ENTRIES PROVIDED below:

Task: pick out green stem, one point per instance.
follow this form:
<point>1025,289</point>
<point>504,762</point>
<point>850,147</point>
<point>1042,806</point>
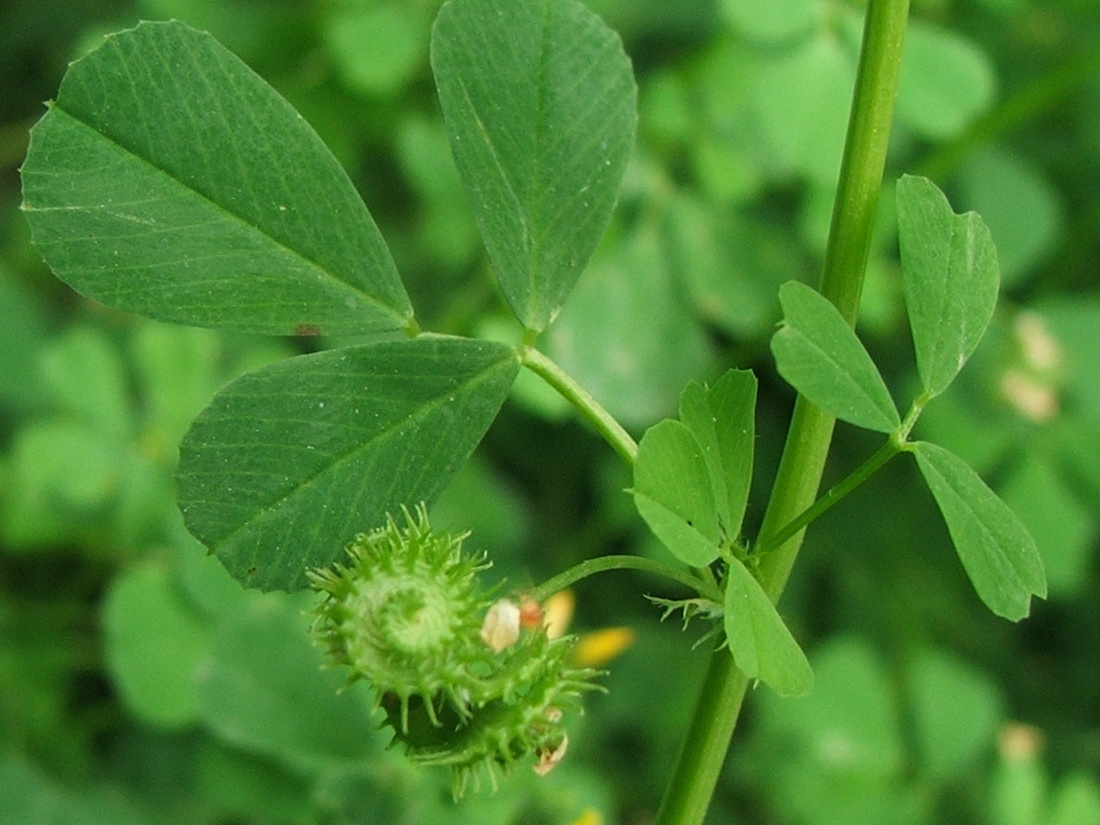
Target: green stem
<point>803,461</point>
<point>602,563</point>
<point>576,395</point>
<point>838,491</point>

End of ENTRIES PROVIDED.
ENTRIES PROVIDED below:

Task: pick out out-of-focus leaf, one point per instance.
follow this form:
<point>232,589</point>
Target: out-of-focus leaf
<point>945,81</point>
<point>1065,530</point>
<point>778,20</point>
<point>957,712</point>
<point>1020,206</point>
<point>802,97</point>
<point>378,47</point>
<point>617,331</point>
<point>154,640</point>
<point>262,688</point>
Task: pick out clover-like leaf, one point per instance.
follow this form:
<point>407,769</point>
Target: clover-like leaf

End of ENTRIES PROVIDED.

→ DIRECTIONS: Identify how many lines in the entries above contain the word "pick" and provide only that figure.

→ WRITTEN RESPONSE: 3